Ciò però non risparmia al mondo due problemi differenti, ma entrambi urgenti, derivati spesso da questo genere di blocchi.
Il primo è la scarsità a singhiozzo, che in Occidente porta inflazione e una speculazione in parte gestibile, ma non deflagrante, che probabilmente si traduce “solo” in momentanei vai e vieni di rincari di pane e biscotti. Questa stessa speculazione può invece avere conseguenze peggiori nei paesi più poveri. Per Libano, Egitto, Turchia, Bangladesh, Tunisia, Yemen e Libia – per esempio – prezzi più alti non significa semplicemente spendere di più, ma consumare di meno del necessario bisogno giornaliero. Significa fame.
Nel sud del Mediterraneo, infatti, ci sono Libia ed Egitto che dall’Ucraina ricevono il 70% del bisogno alimentare, e ci ricordano lo sfortunato gruppo di 53 paesi – circa 200 milioni di persone – con un rischio alimentare sulle spalle.
Il parossismo che ha fatto notare l’evidente questione globale del grano è quindi sostenuto da una manciata di fattori simultanei ed anche momentanei: conflitti politici, inflazione, speculazione, blocchi logistici e produttivi. L’occasione unica di avere il faro puntato sul tema, ci offre oggi la facoltà di scartarne quelle momentanee e selezionare invece le ragioni profonde della complessità che investe il grano come molte delle risorse alimentari del pianeta. Molti degli studiosi di risorse sostengono infatti e giustamente che la produzione funzioni, le scorte ci siano, e come per molti altri generi alimentari di base, queste difficoltà periodiche siano spesso una questione di razionalizzazione. È tutto vero. E se da una parte si punta all’efficienza, dall’altra si può anche spingere sulla produttività. L’aumento della capacità produttiva è infatti connesso a tre elementi come:
Ma quanto è difficile pensare globalmente a razionalità e produttività mentre la deforestazione, il pascolo e la coltivazione eccessivi rendono i suoli sempre più vulnerabili, per esempio all’erosione di acqua e vento? Se ancora una volta prendiamo ad esempio le terre ucraine, anche queste non sono esenti da rischi connessi al clima – come la desertificazione, il dissesto idrogeologico o le tempeste di sabbia – in grado di minare la capacità produttiva di grano ed altri cereali e prodotti della terra. Aumento di temperature, carenza di piogge e siccità sono dunque gli elementi profondi che si abbattono sul grano anche nella gestione idrica ad esso legata ed inevitabilmente svantaggiata dallo stress da acqua.
Se poi si considera che il 90% del sostentamento della popolazione mondiale arriva dall’agricoltura, è inevitabile considerare la crescita demografica come primo fattore di appesantimento di un sistema cronicamente in disequilibrio tra domanda ed offerta. Anche se il commercio globale dovrebbe favorire un livellamento tra domanda ed offerta, tra chi produce più del necessario e chi meno, spunta sempre il rischio fame con le instabilità sociali che ne derivano. Le sfide per il grano, i cereali e i prodotti agricoli sono quindi ben due, ed è un’illusione affrontarle con le stesse armi, le stesse strategie e soprattutto gli stessi tempi di esecuzione.

Dettagli del problema
Riporta il passo del testo sul grano da "Se poi si considera" a "tempi di esecuzione.", rinominando "crescita demografica" in "pressione demografica". Le righe non hanno alcun ruolo in questo.

Righe elencate
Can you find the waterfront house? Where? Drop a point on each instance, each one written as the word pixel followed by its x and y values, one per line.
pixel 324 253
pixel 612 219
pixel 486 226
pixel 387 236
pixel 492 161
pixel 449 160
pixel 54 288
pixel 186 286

Risultato dell'esercizio
Se poi si considera che il 90% del sostentamento della popolazione mondiale arriva dall’agricoltura, è inevitabile considerare la pressione demografica come primo fattore di appesantimento di un sistema cronicamente in disequilibrio tra domanda ed offerta. Anche se il commercio globale dovrebbe favorire un livellamento tra domanda ed offerta, tra chi produce più del necessario e chi meno, spunta sempre il rischio fame con le instabilità sociali che ne derivano. Le sfide per il grano, i cereali e i prodotti agricoli sono quindi ben due, ed è un’illusione affrontarle con le stesse armi, le stesse strategie e soprattutto gli stessi tempi di esecuzione.